▶ [Enunciado da tarefa]: Escreva a continuação do texto sobre a família Traverso e suas fotos do Festival de Cannes, a partir da última frase apresentada.

▶ [Trecho]:
========
JEAN-MICHEL FRODON SERGE TOUBIANA
DO "LE MONDE"

Cannes e imagens, imagens de Cannes -parece evidente. E o perigo é esse mesmo, quando se trata de comemorar o cinquentenário com um número construído em torno da foto.
Desde que o Festival de Cannes se impôs como a mais importante manifestação cinematográfica mundial, acolheu incontáveis imagens dos milhares de filmes apresentados e produziu quase o mesmo tanto de imagens próprias.
Em pouco tempo o ritual do festival engendrou a monotonia de suas representações e, logo depois, passou a inflar a uniformidade. Milhões de fotos, mas poucas imagens. Por isso, em meio a todas as fontes possíveis, "Le Monde" escolheu os arquivos da família Traverso, fazendo uma seleção da imensa seleção de sua obra editada pelos "Cahiers du Cinéma" no livro "Cannes Cinéma".
Perguntar o porquê dessas fotos leva à pergunta: quem são os Traverso? Artesãos, uma família (ou dinastia) natural de Cannes. Originária do vale do Tende, no lado italiano, a família Traverso se transferiu para Cannes em 1850. Sua primeira inscrição no registro de profissões da cidade data de 1919. De lá para cá, quatro gerações se sucederam, sempre no mesmo endereço da rue de Bône.
Seus membros fotografavam casamentos, primeiras comunhões, batismos, cerimônias oficiais. Nos anos 30, Auguste Traverso foi testemunha privilegiada da vida mundana que caracterizava Cannes no pré-guerra.
Quando, em 1939, foi organizada a primeira edição do festival, Auguste foi à estação receber o presidente de honra Louis Lumière. A realização do evento foi impedida pela declaração de guerra.
========
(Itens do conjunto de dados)
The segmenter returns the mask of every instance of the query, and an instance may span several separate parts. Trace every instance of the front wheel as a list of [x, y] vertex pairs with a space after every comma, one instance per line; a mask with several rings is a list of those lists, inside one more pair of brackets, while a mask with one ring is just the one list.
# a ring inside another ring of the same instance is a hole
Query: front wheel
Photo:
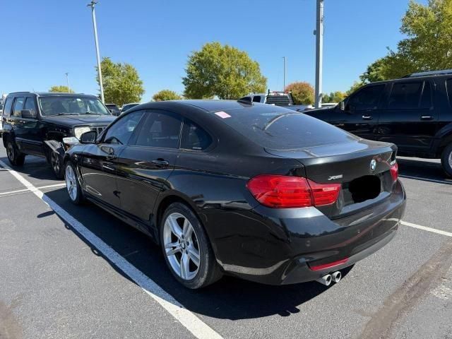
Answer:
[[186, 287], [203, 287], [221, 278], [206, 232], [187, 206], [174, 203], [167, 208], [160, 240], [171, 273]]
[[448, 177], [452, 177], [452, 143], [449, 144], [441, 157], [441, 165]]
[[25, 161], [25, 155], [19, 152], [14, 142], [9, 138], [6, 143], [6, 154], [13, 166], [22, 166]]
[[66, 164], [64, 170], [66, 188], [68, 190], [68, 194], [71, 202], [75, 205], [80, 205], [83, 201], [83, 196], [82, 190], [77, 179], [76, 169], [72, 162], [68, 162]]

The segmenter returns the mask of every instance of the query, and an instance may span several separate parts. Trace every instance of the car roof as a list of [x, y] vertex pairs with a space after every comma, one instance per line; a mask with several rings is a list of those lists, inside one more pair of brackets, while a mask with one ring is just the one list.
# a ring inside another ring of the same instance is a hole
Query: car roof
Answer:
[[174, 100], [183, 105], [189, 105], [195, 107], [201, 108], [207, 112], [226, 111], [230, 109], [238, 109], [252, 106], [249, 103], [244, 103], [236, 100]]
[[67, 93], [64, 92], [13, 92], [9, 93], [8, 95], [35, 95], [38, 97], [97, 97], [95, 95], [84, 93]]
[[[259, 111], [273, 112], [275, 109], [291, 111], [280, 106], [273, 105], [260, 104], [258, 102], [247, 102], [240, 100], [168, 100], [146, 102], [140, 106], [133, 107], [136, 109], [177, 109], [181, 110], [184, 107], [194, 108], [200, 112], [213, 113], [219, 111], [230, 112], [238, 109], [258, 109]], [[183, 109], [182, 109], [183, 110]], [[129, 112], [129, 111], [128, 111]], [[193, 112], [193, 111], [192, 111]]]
========
▶ [Resposta à tarefa]:
Mas a foto da chegada de Louis Lumière foi o clichê fundador da galeria de imagens futuras do festival, na qual a família Traverso iria ocupar um lugar próprio.
Os Traverso não são "paparazzi". À diferença de quase todos os outros criadores de imagens, estão em casa em Cannes, observam os visitantes que vêm até eles. Fizeram a crônica de suas transformações, e assim se constituiu um arquivo extraordinário.
Na abertura do primeiro festival, em 20 de setembro de 1946, Henri Traverso, neto de Auguste, com apenas 16 anos, retomou, ao lado de sua tia Germaine, o empreendimento lançado pelo avô.
Voltou à estação de Cannes para receber atores, cineastas, autoridades. Era preciso registrar sua alegria com a volta da paz, divulgar os encantos turísticos da Côte d'Azur, e ainda reafirmar a grandeza da indústria cinematográfica.
Pouco a pouco o festival inventou seus ritos próprios, num espírito "de aldeia" que hoje já deixou de existir. Nos anos 50, as vedetes passaram a ser mais internacionais: o charme descontraído de Robert Mitchum, a simplicidade de Liz Taylor, Orson Welles como príncipe em exílio do cinema, todas poses captadas pelos Traverso.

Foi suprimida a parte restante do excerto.